**Problem statement**
Exactly the lines from the one containing "The component shall provide one point per instance of the flat" through the end of the listing must make up the answer, with no pictures included.

=== Material shown ===

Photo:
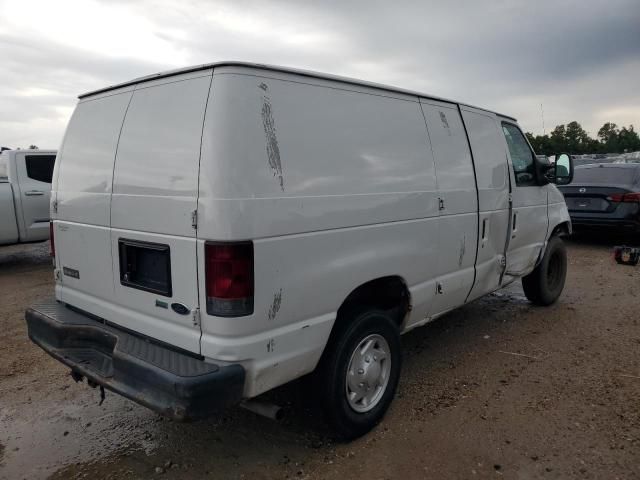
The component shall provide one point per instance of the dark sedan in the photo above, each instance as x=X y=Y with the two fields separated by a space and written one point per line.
x=604 y=195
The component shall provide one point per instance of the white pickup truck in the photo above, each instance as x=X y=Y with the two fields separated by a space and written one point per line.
x=25 y=190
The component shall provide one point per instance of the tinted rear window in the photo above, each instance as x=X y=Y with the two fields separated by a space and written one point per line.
x=606 y=175
x=40 y=167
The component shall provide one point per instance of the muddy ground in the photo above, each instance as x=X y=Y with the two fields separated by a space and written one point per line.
x=498 y=388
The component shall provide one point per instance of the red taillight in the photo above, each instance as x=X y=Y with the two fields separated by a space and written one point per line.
x=229 y=278
x=625 y=197
x=52 y=247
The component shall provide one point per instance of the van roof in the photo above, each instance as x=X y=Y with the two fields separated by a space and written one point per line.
x=276 y=68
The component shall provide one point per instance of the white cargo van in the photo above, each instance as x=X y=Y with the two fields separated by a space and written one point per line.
x=224 y=229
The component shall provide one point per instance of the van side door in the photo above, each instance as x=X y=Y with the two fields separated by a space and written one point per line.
x=529 y=222
x=492 y=177
x=154 y=210
x=458 y=205
x=34 y=188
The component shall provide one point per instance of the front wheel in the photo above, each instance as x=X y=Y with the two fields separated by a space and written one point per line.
x=359 y=372
x=544 y=285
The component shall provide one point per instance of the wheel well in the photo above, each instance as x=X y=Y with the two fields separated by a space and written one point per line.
x=386 y=293
x=562 y=229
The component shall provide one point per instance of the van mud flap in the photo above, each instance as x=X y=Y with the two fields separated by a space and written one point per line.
x=177 y=384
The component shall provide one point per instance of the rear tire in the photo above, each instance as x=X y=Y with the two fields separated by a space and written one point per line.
x=359 y=372
x=544 y=285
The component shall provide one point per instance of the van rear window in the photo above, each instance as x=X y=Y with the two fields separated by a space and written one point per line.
x=40 y=167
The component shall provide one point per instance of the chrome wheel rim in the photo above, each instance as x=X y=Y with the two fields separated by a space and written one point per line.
x=368 y=373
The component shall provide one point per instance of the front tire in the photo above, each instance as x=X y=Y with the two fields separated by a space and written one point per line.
x=544 y=285
x=359 y=372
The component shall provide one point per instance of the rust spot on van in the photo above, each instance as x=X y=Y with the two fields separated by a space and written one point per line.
x=273 y=149
x=275 y=306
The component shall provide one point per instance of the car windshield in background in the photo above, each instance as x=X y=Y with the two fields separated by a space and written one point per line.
x=606 y=175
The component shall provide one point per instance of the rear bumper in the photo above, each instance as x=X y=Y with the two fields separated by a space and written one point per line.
x=171 y=382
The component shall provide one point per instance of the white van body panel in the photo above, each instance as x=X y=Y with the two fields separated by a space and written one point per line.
x=350 y=209
x=25 y=191
x=335 y=184
x=490 y=159
x=458 y=213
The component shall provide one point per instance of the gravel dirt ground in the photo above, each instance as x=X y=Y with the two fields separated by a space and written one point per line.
x=498 y=388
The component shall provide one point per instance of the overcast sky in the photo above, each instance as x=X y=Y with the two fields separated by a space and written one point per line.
x=579 y=58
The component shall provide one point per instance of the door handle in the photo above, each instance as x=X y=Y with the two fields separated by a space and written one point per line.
x=484 y=232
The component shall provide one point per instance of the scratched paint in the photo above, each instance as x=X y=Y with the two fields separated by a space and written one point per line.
x=275 y=305
x=269 y=124
x=463 y=248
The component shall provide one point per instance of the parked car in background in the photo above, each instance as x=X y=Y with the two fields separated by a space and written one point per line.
x=605 y=195
x=300 y=226
x=25 y=190
x=633 y=157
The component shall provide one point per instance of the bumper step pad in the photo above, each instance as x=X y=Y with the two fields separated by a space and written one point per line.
x=174 y=383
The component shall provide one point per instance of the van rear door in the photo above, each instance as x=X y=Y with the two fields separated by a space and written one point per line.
x=153 y=210
x=34 y=188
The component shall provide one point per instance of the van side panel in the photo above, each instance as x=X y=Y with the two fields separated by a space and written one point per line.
x=490 y=159
x=8 y=225
x=85 y=169
x=458 y=222
x=335 y=186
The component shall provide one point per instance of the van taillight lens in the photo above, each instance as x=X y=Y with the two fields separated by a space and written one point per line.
x=625 y=197
x=52 y=247
x=229 y=278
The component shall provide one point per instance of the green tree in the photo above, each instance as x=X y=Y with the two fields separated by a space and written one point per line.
x=576 y=138
x=628 y=140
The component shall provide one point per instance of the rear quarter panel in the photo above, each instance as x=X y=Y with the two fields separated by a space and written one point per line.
x=8 y=225
x=335 y=185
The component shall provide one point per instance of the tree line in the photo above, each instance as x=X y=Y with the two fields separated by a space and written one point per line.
x=572 y=138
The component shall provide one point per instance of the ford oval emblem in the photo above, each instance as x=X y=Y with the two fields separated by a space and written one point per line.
x=179 y=308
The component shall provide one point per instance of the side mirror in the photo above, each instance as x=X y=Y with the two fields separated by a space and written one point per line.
x=563 y=171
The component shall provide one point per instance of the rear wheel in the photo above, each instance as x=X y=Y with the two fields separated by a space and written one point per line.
x=544 y=285
x=359 y=372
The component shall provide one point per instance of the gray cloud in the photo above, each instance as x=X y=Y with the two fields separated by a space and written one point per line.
x=580 y=59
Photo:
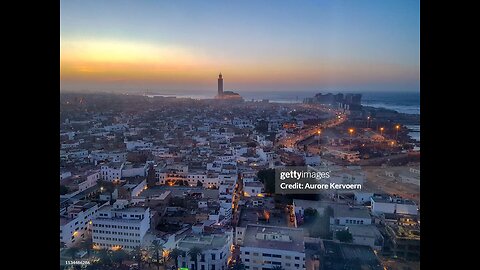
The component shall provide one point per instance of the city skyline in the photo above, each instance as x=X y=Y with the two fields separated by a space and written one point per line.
x=258 y=46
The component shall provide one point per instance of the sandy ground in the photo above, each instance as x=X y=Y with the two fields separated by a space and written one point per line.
x=377 y=181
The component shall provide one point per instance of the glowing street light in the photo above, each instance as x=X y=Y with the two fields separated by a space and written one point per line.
x=397 y=127
x=351 y=130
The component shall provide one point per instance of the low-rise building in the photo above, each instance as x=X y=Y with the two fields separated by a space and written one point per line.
x=120 y=226
x=76 y=225
x=264 y=247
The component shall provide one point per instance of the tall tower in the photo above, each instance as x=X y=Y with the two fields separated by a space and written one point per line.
x=220 y=85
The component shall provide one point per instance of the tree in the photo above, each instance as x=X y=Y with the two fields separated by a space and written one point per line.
x=174 y=254
x=138 y=256
x=87 y=245
x=63 y=190
x=193 y=253
x=72 y=252
x=344 y=236
x=267 y=177
x=238 y=266
x=105 y=257
x=157 y=249
x=151 y=177
x=119 y=256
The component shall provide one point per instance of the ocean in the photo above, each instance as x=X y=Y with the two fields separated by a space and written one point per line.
x=402 y=102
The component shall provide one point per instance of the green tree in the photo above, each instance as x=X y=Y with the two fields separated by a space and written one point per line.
x=267 y=177
x=157 y=250
x=63 y=190
x=194 y=252
x=174 y=254
x=137 y=255
x=344 y=236
x=72 y=252
x=151 y=177
x=105 y=257
x=87 y=245
x=238 y=266
x=119 y=256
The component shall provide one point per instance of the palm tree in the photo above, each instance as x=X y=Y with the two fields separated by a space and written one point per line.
x=105 y=256
x=137 y=254
x=174 y=254
x=193 y=253
x=72 y=252
x=238 y=266
x=157 y=249
x=87 y=244
x=119 y=256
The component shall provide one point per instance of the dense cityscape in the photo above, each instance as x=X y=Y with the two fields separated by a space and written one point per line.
x=152 y=182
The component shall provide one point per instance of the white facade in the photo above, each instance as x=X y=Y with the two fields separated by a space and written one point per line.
x=215 y=251
x=268 y=246
x=110 y=172
x=389 y=205
x=90 y=180
x=76 y=225
x=120 y=226
x=131 y=145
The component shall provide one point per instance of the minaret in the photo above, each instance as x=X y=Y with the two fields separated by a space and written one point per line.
x=220 y=85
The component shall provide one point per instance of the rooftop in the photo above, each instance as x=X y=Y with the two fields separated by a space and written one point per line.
x=295 y=238
x=203 y=242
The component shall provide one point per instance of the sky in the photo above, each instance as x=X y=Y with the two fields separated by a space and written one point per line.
x=258 y=45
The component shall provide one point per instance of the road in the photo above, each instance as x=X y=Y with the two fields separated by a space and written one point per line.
x=336 y=119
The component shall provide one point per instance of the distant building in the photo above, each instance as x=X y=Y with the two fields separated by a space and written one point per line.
x=215 y=251
x=76 y=226
x=265 y=247
x=120 y=226
x=226 y=95
x=384 y=204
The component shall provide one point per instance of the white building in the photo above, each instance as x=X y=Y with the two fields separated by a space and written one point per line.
x=131 y=145
x=132 y=170
x=264 y=247
x=344 y=215
x=253 y=189
x=382 y=204
x=111 y=171
x=215 y=251
x=112 y=156
x=120 y=226
x=76 y=224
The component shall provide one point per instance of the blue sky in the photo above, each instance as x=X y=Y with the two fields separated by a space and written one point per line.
x=259 y=45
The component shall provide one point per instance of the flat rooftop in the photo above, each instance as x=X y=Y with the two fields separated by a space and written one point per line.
x=203 y=242
x=295 y=235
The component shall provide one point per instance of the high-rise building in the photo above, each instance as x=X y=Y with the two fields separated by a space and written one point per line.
x=120 y=226
x=220 y=85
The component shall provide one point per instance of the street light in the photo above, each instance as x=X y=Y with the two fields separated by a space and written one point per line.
x=350 y=130
x=318 y=141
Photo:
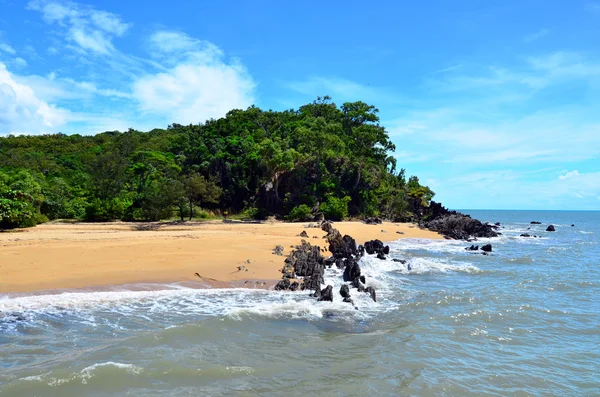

===

**Answer section**
The component shall provide one point per instance of the flat rooftop in the photo above, each instance as x=X y=Y with the two fields separated by a space and written one point per line.
x=203 y=242
x=295 y=235
The component shall provide one point per instance of the high-rise building in the photo above, each instance as x=X y=Y with the two fields separated by a space and written one point per line.
x=120 y=226
x=220 y=85
The component shall provide one point per instance of the street light in the photo above, each instance as x=X y=Y with the two fields separated by a space and written one point per line.
x=350 y=130
x=318 y=141
Photo:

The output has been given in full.